### Set problem
In the warranty coverage text below, shorten the paragraph that begins "The coverage afforded under the Jane Doe Agreement for Headlight Reconditioning" while keeping its main facts.

### Selected text
============================================================

1. The coverage afforded under the Jane Doe Agreement for Paint Repairs services obligates ZZZ Warranty Corporation (“ZZZ”) to provide the Agreement Holder with paint repair services for damages, some of which are due to the happening of an external fortuitous event. Therefore, its issuance in New York State as part of the Jane Doe Agreement constitutes the doing of an insurance business for which licensure as an insurer by ZZZ is required.

2. The coverage afforded under the Jane Doe Agreement for Headlight Reconditioning repair services obligates ZZZ to provide the Agreement Holder with removal of the yellow or cloudy condition of a headlight. It extends only to damage to headlights resulting from wear and tear, and therefore may be provided under a service contract by a registered service contract provider.

============================================================

### Record list
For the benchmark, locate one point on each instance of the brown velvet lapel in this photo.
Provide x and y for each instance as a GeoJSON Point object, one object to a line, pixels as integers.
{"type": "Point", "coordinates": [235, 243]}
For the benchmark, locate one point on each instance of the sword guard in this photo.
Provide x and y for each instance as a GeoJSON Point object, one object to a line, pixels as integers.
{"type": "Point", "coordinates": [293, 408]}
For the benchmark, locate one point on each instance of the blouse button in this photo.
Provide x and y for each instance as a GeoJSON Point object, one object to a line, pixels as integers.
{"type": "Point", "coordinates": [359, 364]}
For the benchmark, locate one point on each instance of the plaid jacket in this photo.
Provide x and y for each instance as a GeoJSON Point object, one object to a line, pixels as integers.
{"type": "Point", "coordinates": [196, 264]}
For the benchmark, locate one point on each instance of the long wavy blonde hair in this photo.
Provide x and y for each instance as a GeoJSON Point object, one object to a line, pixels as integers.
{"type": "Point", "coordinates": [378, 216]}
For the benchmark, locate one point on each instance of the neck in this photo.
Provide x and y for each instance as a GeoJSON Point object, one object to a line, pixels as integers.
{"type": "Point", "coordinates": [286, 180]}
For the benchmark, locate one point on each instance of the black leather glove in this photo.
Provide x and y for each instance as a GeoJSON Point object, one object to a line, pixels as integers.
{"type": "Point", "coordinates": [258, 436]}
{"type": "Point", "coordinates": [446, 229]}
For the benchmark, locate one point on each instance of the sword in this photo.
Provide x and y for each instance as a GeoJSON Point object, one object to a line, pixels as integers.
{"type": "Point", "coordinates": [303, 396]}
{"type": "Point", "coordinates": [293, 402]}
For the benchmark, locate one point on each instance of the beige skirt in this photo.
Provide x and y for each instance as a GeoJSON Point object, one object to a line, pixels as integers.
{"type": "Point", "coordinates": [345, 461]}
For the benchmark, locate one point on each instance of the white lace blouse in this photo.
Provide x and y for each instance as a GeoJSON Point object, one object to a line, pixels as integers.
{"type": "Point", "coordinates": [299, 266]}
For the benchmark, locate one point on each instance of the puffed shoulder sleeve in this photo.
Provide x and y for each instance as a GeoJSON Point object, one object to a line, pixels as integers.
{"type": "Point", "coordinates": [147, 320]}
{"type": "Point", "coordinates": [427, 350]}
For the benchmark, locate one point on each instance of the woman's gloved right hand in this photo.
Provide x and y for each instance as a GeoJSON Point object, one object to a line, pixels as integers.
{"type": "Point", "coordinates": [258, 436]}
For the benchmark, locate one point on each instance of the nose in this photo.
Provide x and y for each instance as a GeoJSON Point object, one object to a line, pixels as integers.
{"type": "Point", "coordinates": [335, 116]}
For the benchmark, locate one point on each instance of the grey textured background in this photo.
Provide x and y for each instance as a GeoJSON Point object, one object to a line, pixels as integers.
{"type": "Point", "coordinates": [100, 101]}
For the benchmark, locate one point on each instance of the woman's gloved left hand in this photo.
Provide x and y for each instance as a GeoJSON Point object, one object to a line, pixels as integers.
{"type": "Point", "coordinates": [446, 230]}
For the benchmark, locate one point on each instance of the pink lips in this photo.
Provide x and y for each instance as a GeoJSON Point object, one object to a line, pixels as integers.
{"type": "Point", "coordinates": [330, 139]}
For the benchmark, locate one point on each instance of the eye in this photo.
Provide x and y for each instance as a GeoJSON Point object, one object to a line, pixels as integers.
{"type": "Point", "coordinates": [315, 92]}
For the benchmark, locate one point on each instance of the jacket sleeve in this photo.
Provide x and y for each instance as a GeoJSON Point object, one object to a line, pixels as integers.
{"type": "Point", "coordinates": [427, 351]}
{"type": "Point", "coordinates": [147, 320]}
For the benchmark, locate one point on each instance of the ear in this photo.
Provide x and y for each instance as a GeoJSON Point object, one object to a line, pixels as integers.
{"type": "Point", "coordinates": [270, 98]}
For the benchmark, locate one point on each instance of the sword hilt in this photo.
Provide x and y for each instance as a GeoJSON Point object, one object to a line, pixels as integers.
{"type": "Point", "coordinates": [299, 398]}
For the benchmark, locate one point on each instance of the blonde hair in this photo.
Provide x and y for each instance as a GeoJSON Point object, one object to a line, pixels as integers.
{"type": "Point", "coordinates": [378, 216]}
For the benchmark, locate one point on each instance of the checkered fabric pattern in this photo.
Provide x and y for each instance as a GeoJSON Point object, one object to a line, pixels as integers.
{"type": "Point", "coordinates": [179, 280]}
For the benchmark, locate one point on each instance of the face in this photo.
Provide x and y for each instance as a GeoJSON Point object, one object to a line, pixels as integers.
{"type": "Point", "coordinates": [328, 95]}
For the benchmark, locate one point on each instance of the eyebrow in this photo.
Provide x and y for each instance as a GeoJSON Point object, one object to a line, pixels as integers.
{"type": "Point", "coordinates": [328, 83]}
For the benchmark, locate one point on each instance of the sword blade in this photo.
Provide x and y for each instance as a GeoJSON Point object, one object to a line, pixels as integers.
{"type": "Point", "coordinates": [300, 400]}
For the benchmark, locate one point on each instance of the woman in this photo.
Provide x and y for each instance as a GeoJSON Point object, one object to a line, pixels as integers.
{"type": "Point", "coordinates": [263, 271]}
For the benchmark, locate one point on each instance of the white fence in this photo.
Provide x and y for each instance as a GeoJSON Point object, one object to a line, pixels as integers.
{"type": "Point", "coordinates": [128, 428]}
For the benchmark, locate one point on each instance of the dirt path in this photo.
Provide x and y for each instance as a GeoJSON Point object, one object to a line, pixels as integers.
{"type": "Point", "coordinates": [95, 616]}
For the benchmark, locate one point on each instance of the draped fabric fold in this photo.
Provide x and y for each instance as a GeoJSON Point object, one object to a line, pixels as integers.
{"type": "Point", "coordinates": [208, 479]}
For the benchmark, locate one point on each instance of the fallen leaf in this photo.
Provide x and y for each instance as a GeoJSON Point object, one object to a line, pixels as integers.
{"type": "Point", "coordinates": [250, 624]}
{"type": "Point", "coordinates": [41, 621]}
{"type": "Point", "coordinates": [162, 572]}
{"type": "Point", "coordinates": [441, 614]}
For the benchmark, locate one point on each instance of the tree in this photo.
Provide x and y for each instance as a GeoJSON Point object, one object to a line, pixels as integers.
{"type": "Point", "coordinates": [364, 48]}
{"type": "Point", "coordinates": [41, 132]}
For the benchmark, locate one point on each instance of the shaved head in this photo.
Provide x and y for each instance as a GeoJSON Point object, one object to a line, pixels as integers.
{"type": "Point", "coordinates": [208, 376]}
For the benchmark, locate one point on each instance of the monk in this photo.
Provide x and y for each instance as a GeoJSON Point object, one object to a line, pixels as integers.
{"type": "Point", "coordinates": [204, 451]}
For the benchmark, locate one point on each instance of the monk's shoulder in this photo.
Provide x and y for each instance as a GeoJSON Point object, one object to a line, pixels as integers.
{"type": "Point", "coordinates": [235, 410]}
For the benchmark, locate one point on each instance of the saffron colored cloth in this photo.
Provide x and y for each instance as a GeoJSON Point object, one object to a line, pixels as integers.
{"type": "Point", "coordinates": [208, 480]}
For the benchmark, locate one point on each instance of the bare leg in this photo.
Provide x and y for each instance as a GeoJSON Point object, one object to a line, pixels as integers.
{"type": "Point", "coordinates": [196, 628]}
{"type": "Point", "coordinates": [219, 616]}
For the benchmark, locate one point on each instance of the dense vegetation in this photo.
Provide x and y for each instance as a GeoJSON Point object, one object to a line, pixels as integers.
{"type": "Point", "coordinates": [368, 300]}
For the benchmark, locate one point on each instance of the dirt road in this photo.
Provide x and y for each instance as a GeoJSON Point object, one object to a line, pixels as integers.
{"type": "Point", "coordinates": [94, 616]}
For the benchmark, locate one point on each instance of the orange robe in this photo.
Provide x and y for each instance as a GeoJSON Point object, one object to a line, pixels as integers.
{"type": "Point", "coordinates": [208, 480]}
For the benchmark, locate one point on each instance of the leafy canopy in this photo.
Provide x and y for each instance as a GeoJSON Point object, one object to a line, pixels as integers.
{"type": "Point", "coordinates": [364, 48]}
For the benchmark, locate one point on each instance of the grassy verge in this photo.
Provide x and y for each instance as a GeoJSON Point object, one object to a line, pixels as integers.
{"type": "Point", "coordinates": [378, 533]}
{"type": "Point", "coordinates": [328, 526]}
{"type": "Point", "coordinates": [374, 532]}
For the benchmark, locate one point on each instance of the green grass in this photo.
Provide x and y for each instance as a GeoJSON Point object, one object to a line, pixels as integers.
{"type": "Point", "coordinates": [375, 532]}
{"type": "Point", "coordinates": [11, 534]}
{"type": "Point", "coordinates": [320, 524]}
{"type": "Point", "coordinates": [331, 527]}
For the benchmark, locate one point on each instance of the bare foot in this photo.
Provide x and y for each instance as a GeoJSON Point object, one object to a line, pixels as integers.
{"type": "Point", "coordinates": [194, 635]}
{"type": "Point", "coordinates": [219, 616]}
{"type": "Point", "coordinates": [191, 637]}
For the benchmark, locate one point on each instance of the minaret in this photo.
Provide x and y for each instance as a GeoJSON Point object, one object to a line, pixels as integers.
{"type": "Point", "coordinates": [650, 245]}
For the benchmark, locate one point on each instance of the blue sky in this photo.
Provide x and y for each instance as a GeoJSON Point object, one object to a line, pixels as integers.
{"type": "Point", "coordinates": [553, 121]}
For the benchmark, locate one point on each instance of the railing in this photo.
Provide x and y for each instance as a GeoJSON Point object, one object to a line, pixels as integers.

============================================================

### Solution below
The Jane Doe Agreement's Headlight Reconditioning coverage requires ZZZ to remove yellowing or cloudiness from the Agreement Holder's headlights. Because it covers only wear-and-tear damage, a registered service contract provider may offer it under a service contract.